Stored items
○ ○ ○ ○

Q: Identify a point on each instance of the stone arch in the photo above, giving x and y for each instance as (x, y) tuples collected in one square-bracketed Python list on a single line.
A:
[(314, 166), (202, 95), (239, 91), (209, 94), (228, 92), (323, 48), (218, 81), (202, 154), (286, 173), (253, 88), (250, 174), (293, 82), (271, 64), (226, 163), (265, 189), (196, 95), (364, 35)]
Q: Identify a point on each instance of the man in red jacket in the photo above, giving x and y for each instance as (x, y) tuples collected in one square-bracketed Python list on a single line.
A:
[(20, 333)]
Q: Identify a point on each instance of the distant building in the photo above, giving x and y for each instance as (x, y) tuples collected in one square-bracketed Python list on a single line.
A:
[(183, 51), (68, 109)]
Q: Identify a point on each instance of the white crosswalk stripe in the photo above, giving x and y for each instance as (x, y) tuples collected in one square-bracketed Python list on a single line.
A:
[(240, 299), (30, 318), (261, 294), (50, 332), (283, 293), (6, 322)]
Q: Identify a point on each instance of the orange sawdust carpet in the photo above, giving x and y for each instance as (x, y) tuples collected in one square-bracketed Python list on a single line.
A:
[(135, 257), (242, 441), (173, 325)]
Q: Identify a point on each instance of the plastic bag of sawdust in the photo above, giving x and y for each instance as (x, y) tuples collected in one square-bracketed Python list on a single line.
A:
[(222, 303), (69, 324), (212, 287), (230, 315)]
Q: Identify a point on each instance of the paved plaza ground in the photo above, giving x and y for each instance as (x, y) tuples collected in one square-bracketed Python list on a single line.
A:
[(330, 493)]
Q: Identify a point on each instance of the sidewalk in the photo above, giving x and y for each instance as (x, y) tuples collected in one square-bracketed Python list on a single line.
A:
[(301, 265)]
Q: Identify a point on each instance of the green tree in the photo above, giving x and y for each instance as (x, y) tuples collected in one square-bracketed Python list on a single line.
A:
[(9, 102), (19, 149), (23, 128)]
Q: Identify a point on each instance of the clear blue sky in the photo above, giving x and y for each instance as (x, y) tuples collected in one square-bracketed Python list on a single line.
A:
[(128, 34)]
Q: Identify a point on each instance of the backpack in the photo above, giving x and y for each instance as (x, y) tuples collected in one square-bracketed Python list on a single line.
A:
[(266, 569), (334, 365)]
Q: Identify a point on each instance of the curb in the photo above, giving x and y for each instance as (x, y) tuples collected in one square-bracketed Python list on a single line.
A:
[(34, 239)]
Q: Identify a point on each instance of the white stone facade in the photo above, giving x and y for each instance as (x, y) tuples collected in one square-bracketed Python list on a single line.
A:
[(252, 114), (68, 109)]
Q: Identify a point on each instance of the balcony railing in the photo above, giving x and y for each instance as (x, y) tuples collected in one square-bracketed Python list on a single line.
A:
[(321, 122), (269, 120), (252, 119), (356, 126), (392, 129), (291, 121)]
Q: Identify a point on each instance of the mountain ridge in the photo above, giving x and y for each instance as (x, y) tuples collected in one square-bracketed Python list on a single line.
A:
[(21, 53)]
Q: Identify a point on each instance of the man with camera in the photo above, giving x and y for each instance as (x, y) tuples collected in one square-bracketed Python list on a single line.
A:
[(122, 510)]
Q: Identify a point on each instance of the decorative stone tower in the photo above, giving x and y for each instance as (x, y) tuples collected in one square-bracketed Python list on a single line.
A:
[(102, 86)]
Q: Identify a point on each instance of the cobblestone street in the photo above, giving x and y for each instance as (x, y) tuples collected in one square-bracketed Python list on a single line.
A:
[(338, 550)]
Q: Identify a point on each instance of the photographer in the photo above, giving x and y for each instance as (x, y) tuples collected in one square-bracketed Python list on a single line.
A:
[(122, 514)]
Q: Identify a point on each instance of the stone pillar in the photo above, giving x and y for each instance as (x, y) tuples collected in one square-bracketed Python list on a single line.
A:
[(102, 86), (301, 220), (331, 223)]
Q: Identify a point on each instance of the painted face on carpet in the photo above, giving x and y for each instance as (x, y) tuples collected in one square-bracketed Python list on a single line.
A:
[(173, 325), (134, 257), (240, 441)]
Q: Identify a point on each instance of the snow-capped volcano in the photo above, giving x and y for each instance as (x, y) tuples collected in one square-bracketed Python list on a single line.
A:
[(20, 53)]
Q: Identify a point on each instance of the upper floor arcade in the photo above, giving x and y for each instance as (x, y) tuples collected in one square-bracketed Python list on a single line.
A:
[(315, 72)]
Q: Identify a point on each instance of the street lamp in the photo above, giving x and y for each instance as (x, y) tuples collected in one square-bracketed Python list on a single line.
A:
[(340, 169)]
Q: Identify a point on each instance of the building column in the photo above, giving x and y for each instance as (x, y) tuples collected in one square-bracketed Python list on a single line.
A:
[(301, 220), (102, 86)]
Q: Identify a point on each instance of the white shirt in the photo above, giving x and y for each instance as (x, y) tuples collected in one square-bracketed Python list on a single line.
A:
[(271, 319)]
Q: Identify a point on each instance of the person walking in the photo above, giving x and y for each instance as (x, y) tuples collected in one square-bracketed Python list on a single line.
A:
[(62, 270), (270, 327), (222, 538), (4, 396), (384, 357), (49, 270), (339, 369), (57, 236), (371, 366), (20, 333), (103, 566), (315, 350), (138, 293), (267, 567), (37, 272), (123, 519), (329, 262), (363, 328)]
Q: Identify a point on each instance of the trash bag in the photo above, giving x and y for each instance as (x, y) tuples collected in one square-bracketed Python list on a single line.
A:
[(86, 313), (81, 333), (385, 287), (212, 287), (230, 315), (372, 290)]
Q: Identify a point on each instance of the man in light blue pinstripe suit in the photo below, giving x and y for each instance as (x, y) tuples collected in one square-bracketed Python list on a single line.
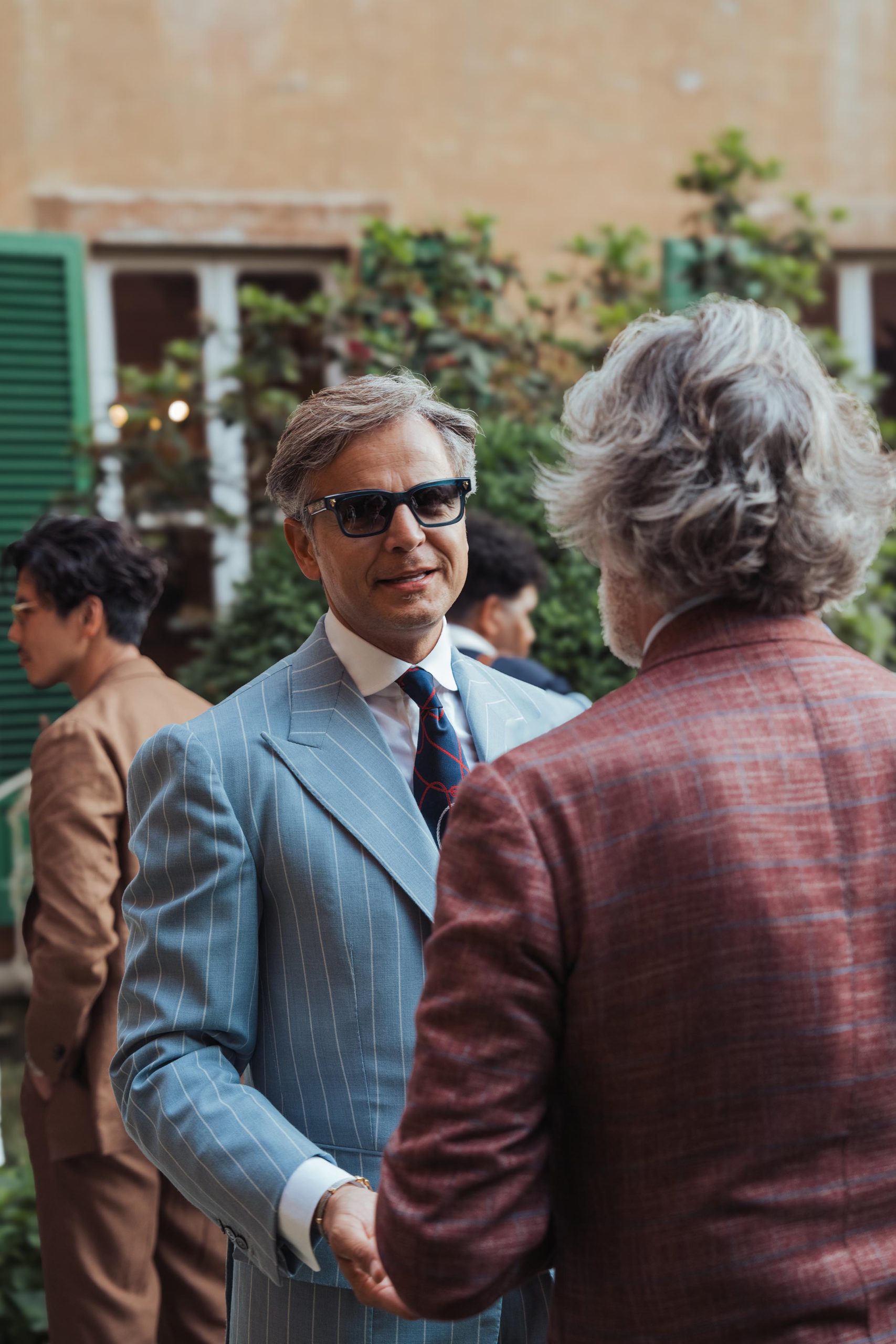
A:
[(288, 850)]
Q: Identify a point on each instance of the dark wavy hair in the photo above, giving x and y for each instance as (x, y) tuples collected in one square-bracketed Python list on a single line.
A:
[(76, 558), (501, 562)]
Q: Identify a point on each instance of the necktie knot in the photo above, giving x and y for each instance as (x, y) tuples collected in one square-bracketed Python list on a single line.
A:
[(440, 765), (421, 687)]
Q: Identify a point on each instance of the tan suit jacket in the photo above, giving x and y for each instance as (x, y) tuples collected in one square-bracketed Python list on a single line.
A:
[(73, 927)]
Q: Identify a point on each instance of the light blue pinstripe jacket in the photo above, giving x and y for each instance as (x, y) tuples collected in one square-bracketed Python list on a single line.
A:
[(276, 930)]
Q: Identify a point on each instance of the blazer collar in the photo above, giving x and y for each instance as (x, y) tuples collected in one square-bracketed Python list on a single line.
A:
[(495, 721), (336, 750), (723, 624)]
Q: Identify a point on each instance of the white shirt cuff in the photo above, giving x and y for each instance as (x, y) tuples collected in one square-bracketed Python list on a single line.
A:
[(300, 1199)]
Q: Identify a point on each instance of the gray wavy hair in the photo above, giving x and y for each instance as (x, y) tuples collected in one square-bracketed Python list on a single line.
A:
[(712, 455), (320, 428)]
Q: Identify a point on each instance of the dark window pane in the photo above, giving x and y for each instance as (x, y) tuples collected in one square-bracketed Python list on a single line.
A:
[(151, 310), (884, 300)]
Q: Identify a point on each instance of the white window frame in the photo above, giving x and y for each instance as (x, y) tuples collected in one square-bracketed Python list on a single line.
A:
[(217, 276), (856, 311)]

○ ○ ○ ○

_GIVEN INSTRUCTION_
Word for word, quote the full listing, omitting every picture.

_THE SOLUTION_
Q: Identify a point on each instance of the stone arch in the photo above, giving x and y for each instance as (x, y) tuples collected in one square-bracketed Python list on a single line.
A:
[(314, 166), (202, 95), (239, 91), (209, 94), (228, 92), (323, 48), (218, 81), (202, 154), (286, 173), (253, 88), (250, 174), (293, 82), (271, 64), (226, 163), (265, 189), (196, 95), (364, 35)]
Q: Identify a point on each instance of the man in red jacket in the photo above, giving x and y for each instance as (x, y) tuples collected in one square-bracketed Python list on a single line.
A:
[(20, 333)]
Q: Identify a point on each instance of the distant building in the photo above, giving x and y for each instance as (x, y) tuples collected in one square-bracketed Python list on a single line.
A:
[(183, 51), (68, 109)]
Q: Identify a point on each instance of the white crosswalk stripe in the photo above, giving x and y for each instance as (x, y) tuples collected in one square-bracketed Python list on a single line.
A:
[(240, 299), (30, 318), (261, 294), (50, 332), (283, 293), (6, 322)]
Q: Identify a point on each instance of the orange sawdust carpet in the photo above, giving x and y for each instance as (x, y) tuples collected in one square-bracketed Python list on a single line.
A:
[(135, 257), (242, 441), (173, 325)]
Q: Identify a point on each instance of the plastic bag of sawdust in the photo above, giving x and y for each instance as (x, y) tuples collected in one square-bracketed Python list on a single line.
A:
[(222, 303), (69, 324), (212, 287), (230, 315)]
Q: Identify a point on each instance of the paved plaza ground in the photo above, giving x and y for each instance as (x, y) tuples collected in one square-bracketed Python list on a single line.
A:
[(330, 493)]
Q: Identify a point on each instance of the sidewalk in the photo above, giving x and y for each instance as (x, y) tuples collected in one square-bracketed Python list on a single line.
A:
[(301, 265)]
Q: Identify a point on each instance of the green tree in the photo above, giving x and y for each instance as (x, y) tuples collected in one square-bracketed Python list on a single line.
A:
[(9, 102), (19, 149), (23, 128)]
Q: Identify a point on each instance of the clear blue sky in the photo above, giving x and y for each instance as (x, y) tuples collected in one square-bracketed Python list on a single line.
A:
[(128, 34)]
Q: Identify a point on each instance of the backpack in the photo above, giving x and y for each instance as (x, y) tuples collected in one square-bracketed Python list on a single line.
A:
[(266, 569), (334, 365)]
Q: Identify a point on each instance of the curb in the photo above, giving x and y for each instance as (x, y) tuples collected in one square-bracketed Python list on a single line.
A:
[(34, 239)]
Q: Identify a point on each instance of the white stone facade in the photo above, giving x and y for each instance as (x, y) tuples collected in one square-bracketed Python list on a single line.
A:
[(252, 114), (68, 109)]
Q: Identify a point on each instance of the balcony railing in the photo above, giving x and y for each instance as (x, y) tuples collected in one square-bracketed Python list on a single line.
A:
[(321, 122), (269, 120), (252, 119), (356, 126), (392, 129), (291, 121)]
Q: Identify a point on each instance of the mountain ridge in the photo above, giving x and y for each instance as (x, y) tuples collected in one square-bracketed Python list on a single line.
A:
[(21, 53)]
Q: Identify a point on each instance of the man with camera in the photo above, giving x and y for each instance as (x, y) tuples collected in one square-bracketed Python list on a single line.
A:
[(122, 510)]
Q: Identify a point on each instance of the decorative stone tower in the photo above, giving x and y for each instance as (x, y) tuples collected in one square-bracketed Python list on a single line.
A:
[(102, 86)]
Q: Identify a point on each instance of the cobblestone street in the photo above, giving x and y for each instance as (x, y) tuples collected in one square-bracketed Python list on a single line.
A:
[(338, 550)]
Q: Identify a point on each instance of the photographer in the photo above, giving x and y for each instance as (x, y) tuples collected in one square-bracketed Python list on a single line.
A:
[(122, 514)]
Q: Identify a point on each instance of the stone pillar in the photo above, giving x and y for each instance as (x, y) tuples collected in one square-bracketed Python list on a single line.
A:
[(102, 86), (301, 220), (331, 223)]
Q: Identify a point on each instance of the painted face on carpet in the photo above, giving x and y for each instance as (x, y) tuples collected in one square-bracketed Python list on a single line.
A:
[(173, 325), (134, 257), (240, 441)]
Q: Identify a point on each instance of the snow-capped volcano in the photo above, giving x and y for each instance as (x, y) tuples collected in one square-bracketed Python list on a single line.
A:
[(20, 53)]
Q: Identify a point on each instance of the upper floor arcade in the photo above, giving x and y for each instance as (x, y) tuples collected in one square-bracketed Python list on a single line.
A:
[(315, 72)]
Q: Identify a point on each instance of the street lamp in the photo above, giving x and y for each instance as (x, y) tuples collected in one square-bracketed Python list on a single line.
A:
[(340, 169)]
Q: Identify a point on each instance of the building column in the photo above, giving x and y for each instance as (x, y) tuples collected in one square-bracketed Python list on a single line.
A:
[(301, 220), (102, 86)]
Q: Identify a point on each instance of the white shirt in the photo above, giving x and y for each instance as (x, y) tuples collected in one square-bracketed Python list on a single line.
A:
[(271, 319)]
Q: Identify a point on each instance of the person walking in the photo above, giving x and y for each instance as (x, y) tuples collected in one square-bracketed Python list on a single line.
A:
[(62, 270), (270, 327), (222, 538), (4, 396), (384, 357), (49, 270), (339, 369), (57, 236), (371, 366), (20, 333), (103, 566), (315, 350), (138, 293), (267, 567), (37, 272), (123, 519), (329, 262), (363, 328)]
Q: Identify a point on each instance of the trash bag in the photo above, giving x and y for each instance as (x, y) tuples collected in one square-bracketed Python list on a single line.
A:
[(86, 313), (81, 333), (385, 287), (212, 287), (230, 315), (372, 290)]
Q: Identify a point on each instance of the man in light blue pinstripe suit in the photo below, giving x and y for each instance as (x, y) tuples collected in one square-bracketed Python list on a single line.
A:
[(288, 850)]
Q: Identify a point on each instance of the dark wavy hair in the photo above, giving x and y for each instance as (x, y) tuples collected in one square-bracketed Python list on a single line.
A:
[(76, 558), (501, 562)]
Q: Identify a point on each instance of the necktie knot in the photo above, giving x and y for each instance as (x, y) tuples collected in one square-bracketed Python list on a single line.
A:
[(440, 765), (421, 687)]
Q: Identify a point on each instance of the tan suit jacket in the photo above, giving x and y for each instance as (x, y) tuples collected in one square-bracketed Python list on a single line.
A:
[(73, 927)]
Q: Identify a point on each instance of the light blue pinstripe jacket in the photo above, giving x and y for each instance as (x, y) tuples collected in one square-bracketed Python list on a single line.
A:
[(276, 930)]
Q: Identify a point on each instance of the blazer collar in the photo above, giving x and y for each instance as (x, y) tuples collected in one square-bracketed Python list on a single line.
A:
[(495, 721), (336, 750), (723, 624)]
Q: Identify a point on each instance of the white shirt cuff in the photo above, giving x and y for each instance as (x, y) tuples collected in one square-bracketed Python list on a single line.
A:
[(300, 1199)]
Q: Identify a point on each instance of the gray wavy hair in the photo above, giving x and y for each instance as (x, y) tuples collected in one square-bracketed Python list on a single line.
A:
[(712, 455), (320, 428)]
Q: Identify a point on each instance of the dark window pane in the photo above, giving x and y for each instance as (x, y) tuples collected in one square-bracketed Python list on a single line.
A:
[(151, 310), (884, 300)]
Q: Identify a point on each instance of the white window frame in the photo above, giving x and y for each instance as (x, y) tuples collected in one square-bracketed Python list on a single line.
A:
[(217, 276), (856, 311)]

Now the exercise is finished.